__Problem statement__: Your task is to copy every record exactly.

(Saved entries)
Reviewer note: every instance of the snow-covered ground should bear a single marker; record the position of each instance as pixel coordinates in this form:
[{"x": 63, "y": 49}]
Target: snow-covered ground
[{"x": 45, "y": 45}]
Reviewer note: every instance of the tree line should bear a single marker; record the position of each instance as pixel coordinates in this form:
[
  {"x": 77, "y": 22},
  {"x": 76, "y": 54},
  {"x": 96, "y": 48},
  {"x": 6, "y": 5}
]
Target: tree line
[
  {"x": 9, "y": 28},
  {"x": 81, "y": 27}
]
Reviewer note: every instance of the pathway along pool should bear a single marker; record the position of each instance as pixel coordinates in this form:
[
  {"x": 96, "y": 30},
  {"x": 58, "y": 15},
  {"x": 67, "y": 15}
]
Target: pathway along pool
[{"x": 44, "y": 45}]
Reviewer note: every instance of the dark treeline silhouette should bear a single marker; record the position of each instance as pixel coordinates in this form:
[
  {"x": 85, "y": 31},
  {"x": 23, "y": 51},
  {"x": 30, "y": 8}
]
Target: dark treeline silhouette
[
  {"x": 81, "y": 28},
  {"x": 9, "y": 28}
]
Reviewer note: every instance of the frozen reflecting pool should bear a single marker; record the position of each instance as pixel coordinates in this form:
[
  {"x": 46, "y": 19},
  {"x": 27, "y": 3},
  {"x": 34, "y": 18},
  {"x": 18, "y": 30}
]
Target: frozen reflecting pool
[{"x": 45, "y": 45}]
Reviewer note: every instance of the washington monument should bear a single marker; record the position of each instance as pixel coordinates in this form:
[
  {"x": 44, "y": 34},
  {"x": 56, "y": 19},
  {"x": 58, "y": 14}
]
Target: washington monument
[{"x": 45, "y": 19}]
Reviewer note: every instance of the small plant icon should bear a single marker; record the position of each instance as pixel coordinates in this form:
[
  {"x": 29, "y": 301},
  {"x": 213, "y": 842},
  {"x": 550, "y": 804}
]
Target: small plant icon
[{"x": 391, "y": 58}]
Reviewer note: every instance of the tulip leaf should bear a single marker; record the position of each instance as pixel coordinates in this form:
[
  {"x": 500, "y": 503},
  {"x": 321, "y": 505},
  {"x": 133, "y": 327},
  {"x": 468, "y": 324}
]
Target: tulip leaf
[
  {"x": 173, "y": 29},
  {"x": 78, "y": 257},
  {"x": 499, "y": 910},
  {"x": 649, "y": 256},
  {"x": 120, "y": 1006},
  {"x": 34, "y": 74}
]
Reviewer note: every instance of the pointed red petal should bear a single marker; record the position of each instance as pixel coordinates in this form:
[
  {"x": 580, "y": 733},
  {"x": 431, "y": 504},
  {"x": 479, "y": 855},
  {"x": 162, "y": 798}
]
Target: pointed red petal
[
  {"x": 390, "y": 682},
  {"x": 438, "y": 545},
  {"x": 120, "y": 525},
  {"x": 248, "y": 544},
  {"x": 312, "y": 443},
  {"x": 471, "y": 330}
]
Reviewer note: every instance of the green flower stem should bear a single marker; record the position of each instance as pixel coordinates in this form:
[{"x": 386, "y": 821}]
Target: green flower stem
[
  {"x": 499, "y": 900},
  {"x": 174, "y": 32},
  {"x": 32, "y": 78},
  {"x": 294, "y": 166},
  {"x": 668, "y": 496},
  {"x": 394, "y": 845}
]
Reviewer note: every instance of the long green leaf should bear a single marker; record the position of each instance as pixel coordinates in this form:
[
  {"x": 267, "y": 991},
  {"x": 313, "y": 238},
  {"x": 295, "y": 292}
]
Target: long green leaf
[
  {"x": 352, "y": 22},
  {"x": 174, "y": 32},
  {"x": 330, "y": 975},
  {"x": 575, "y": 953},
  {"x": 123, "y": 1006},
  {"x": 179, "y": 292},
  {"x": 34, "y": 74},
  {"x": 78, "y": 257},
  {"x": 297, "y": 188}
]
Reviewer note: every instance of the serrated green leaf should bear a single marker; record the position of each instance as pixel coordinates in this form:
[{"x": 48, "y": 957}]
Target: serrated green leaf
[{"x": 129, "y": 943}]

__Written solution__:
Reviewer note: every instance of the snow-covered ground should bear a single marker; record the position of each instance as pixel coordinates in this form:
[{"x": 63, "y": 49}]
Target: snow-covered ground
[{"x": 45, "y": 45}]
Reviewer note: every instance of the tree line should bear a single marker; record the position of each instance as pixel coordinates in this form:
[
  {"x": 77, "y": 22},
  {"x": 76, "y": 54},
  {"x": 96, "y": 48},
  {"x": 6, "y": 5}
]
Target: tree line
[
  {"x": 9, "y": 28},
  {"x": 81, "y": 27}
]
Reviewer note: every instance of the pathway along pool should bear a single marker; record the position of each instance as pixel coordinates in this form:
[
  {"x": 96, "y": 30},
  {"x": 58, "y": 15},
  {"x": 67, "y": 15}
]
Target: pathway along pool
[{"x": 44, "y": 45}]
Reviewer note: every instance of the dark treeline silhouette should bear a single marker; record the position of each instance as pixel coordinates in this form:
[
  {"x": 85, "y": 31},
  {"x": 23, "y": 51},
  {"x": 30, "y": 8}
]
Target: dark treeline silhouette
[
  {"x": 81, "y": 28},
  {"x": 9, "y": 28}
]
Reviewer note: every instance of the frozen reflecting pool should bear a single marker; record the position of each instance as pixel coordinates in this form:
[
  {"x": 46, "y": 19},
  {"x": 27, "y": 3},
  {"x": 34, "y": 18},
  {"x": 18, "y": 30}
]
Target: frozen reflecting pool
[{"x": 45, "y": 45}]
Reviewer note: every instance of the washington monument should bear a single marker; record the position of each instance as pixel coordinates in this form:
[
  {"x": 44, "y": 34},
  {"x": 56, "y": 19},
  {"x": 58, "y": 14}
]
Target: washington monument
[{"x": 45, "y": 19}]
Reviewer note: every instance of the small plant icon should bear a single marker; record the position of each instance as pixel coordinates in this form:
[
  {"x": 29, "y": 301},
  {"x": 213, "y": 842},
  {"x": 550, "y": 804}
]
Target: small plant icon
[{"x": 391, "y": 58}]
Reviewer note: every instance of the tulip leaf should bear a single marker; record the position of each instance as pixel coordinates in this form:
[
  {"x": 500, "y": 503},
  {"x": 321, "y": 505},
  {"x": 133, "y": 327},
  {"x": 468, "y": 324}
]
Target: tulip leaf
[
  {"x": 173, "y": 29},
  {"x": 78, "y": 257},
  {"x": 499, "y": 910},
  {"x": 649, "y": 256},
  {"x": 120, "y": 1006},
  {"x": 34, "y": 74}
]
Reviewer note: every instance of the pointed red petal should bear a single marker; record the position of each instance as pixel coordinates in this form:
[
  {"x": 580, "y": 733},
  {"x": 431, "y": 504},
  {"x": 479, "y": 855},
  {"x": 162, "y": 798}
]
Target: pointed red petal
[
  {"x": 390, "y": 682},
  {"x": 438, "y": 545},
  {"x": 120, "y": 525},
  {"x": 248, "y": 544},
  {"x": 312, "y": 443},
  {"x": 471, "y": 330}
]
Reviewer note: every instance of the green flower stem should bear a single marker; record the position of each instance as pixel coordinates in this form:
[{"x": 386, "y": 821}]
Target: green flower stem
[
  {"x": 499, "y": 900},
  {"x": 174, "y": 32},
  {"x": 32, "y": 78},
  {"x": 294, "y": 166},
  {"x": 668, "y": 496},
  {"x": 394, "y": 845}
]
Reviewer note: every instance of the long green leaf should bear a single marker; record the position of each instance as pixel coordinates in this form:
[
  {"x": 267, "y": 991},
  {"x": 313, "y": 238},
  {"x": 295, "y": 292}
]
Target: long green leaf
[
  {"x": 352, "y": 22},
  {"x": 174, "y": 32},
  {"x": 330, "y": 975},
  {"x": 575, "y": 953},
  {"x": 123, "y": 1006},
  {"x": 179, "y": 292},
  {"x": 34, "y": 74},
  {"x": 78, "y": 257},
  {"x": 297, "y": 188}
]
Reviewer note: every instance of the serrated green leaf should bear a single marker; record the position of each instance as pixel coordinates in this form:
[{"x": 48, "y": 957}]
Target: serrated green leaf
[{"x": 129, "y": 943}]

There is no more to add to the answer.